Continue the description of the Azure Durable Functions architecture below, picking up after its final sentence.
--- BEGIN SUPPLIED TEXT ---
The architecture described is designed to integrate Azure Durable Function components to handle and manage complex workflows efficiently. The process is triggered through the Azure Event Grid, which provides a unified event routing mechanism that can handle events from multiple sources. The triggers for the process can be categorized into three main types: HTTP Trigger, Event Trigger, and Timer Trigger.
  • HTTP trigger: This trigger type serves as an endpoint for clients to initiate the process. When a client sends an HTTP request to the designated endpoint, an HTTP-triggered function is activated. This function acts as a gateway to start the orchestration workflow.
  • Event trigger: This trigger type is used to initiate the process based on events launched from various services. For example, an event generated by a service like Azure Service Bus or Azure Blob Storage can activate the function, which then starts the orchestration process.
  • Timer trigger: This trigger is employed for scheduled executions of the process. A Timer-triggered function activates based on a specified schedule, such as daily or weekly intervals, thus enabling the orchestration process to run periodically.
Figure 5 depicts the generic flow described. Upon activation by one of the aforementioned triggers, the process is captured by a function designated as an orchestration trigger. This function is responsible for initiating the orchestration of the workflow. Specifically, it starts an orchestrator function, which manages the workflow and coordinates the execution of various tasks.
The orchestrator function, once initiated, executes a series of activity functions. These activity functions represent the individual tasks or operations that need to be performed as part of the workflow. The sequence of activity functions, ranging from Activity 1 to Activity N, is executed as defined by the orchestrator. Each activity function performs a specific operation that contributes to fulfilling the overall functionality required by the process.
The orchestrator function ensures that the activities are executed in the correct order and handles the state management necessary for long-running processes. It maintains the state of the workflow, allowing for the management of complex, multi-step processes and providing resilience against failures and restarts.
Overall, this architecture leverages Azure Durable Functions to create a robust, scalable solution for managing and executing stateful workflows, with triggers facilitating the initiation of processes and orchestrators coordinating the execution of activities.
--- END SUPPLIED TEXT ---
--- BEGIN DATA ---
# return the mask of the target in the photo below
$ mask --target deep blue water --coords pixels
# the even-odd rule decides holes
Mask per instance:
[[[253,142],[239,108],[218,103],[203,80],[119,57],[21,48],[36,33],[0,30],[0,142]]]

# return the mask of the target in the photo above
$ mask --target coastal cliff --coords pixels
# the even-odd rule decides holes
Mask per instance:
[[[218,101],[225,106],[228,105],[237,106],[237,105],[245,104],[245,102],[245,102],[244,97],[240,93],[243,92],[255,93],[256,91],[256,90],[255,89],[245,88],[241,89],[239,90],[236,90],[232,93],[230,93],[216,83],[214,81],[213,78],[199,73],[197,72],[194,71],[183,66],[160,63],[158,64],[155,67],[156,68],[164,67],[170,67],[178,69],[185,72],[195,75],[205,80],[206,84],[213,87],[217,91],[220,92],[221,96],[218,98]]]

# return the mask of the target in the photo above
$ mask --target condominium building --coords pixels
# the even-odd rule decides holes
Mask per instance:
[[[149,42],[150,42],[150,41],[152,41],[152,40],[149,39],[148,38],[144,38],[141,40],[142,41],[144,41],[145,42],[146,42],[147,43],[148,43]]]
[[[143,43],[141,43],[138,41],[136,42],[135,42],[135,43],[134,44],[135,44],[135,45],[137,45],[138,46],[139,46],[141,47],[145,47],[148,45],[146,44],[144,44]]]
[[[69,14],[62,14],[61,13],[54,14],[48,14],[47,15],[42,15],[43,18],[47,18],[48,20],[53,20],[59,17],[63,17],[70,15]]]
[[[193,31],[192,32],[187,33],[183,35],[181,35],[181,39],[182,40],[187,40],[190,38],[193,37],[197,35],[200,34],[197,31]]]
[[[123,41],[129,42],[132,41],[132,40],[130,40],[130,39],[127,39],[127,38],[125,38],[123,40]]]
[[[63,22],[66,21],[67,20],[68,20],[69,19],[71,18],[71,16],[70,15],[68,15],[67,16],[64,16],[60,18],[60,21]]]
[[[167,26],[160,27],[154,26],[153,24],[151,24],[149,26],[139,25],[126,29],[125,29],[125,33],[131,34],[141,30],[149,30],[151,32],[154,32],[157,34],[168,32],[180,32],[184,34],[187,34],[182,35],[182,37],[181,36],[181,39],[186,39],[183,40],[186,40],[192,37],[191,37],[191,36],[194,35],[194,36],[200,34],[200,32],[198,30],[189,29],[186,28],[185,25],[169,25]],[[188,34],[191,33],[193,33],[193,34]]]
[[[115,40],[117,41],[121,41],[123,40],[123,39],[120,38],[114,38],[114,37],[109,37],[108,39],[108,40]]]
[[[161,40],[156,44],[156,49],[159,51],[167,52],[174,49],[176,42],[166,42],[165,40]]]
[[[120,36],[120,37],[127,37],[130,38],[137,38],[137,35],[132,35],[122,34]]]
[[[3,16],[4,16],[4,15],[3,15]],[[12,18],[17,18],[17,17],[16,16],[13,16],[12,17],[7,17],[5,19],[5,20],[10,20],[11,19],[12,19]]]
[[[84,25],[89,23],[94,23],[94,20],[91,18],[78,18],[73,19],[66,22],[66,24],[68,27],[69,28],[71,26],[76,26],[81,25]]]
--- END DATA ---
_RIGHT ANSWER:_
5.2. Music Emotion’s Recognition

The emotion recognition process implemented in this study is based on the models introduced in the RIADA system [45], designed to tag songs from an emotional perspective. The input for these models consists of various audio features provided by Spotify, including Valence, Energy, Acousticness, Danceability, Instrumentalness, Loudness, Duration, Speechiness, Tempo, Key, Mode, and Liveness.
The output of the emotion recognition model is a pair of values: a binary value and a continuous value that predict whether the emotions perceived by listeners fall within the corresponding quadrant. There is a separate model for each quadrant.
Figure 6 illustrates the flow of the Azure Durable Function responsible for finding and labeling new songs. The function is triggered by an orchestrator, which sequentially executes tasks to incorporate new data into the database. The first task, Get New Songs, retrieves a list of Spotify track identifiers by sending requests for New Releases, retrieving up to 100 songs from key international markets. The following task, Get MusicInfo, extracts general song information (title, artist, etc.) as well as audio features from Spotify, sending Several Tracks and Audio Features requests via the Spotipy library.
Once the data are gathered, the Label Tracks task applies the pre-trained Random Forest models, loaded using joblib, to assign the four different emotional labels to each song based on the extracted audio features. Finally, the Insert Songs task stores the songs’ general information, features, and emotional labels in the COSMOS database.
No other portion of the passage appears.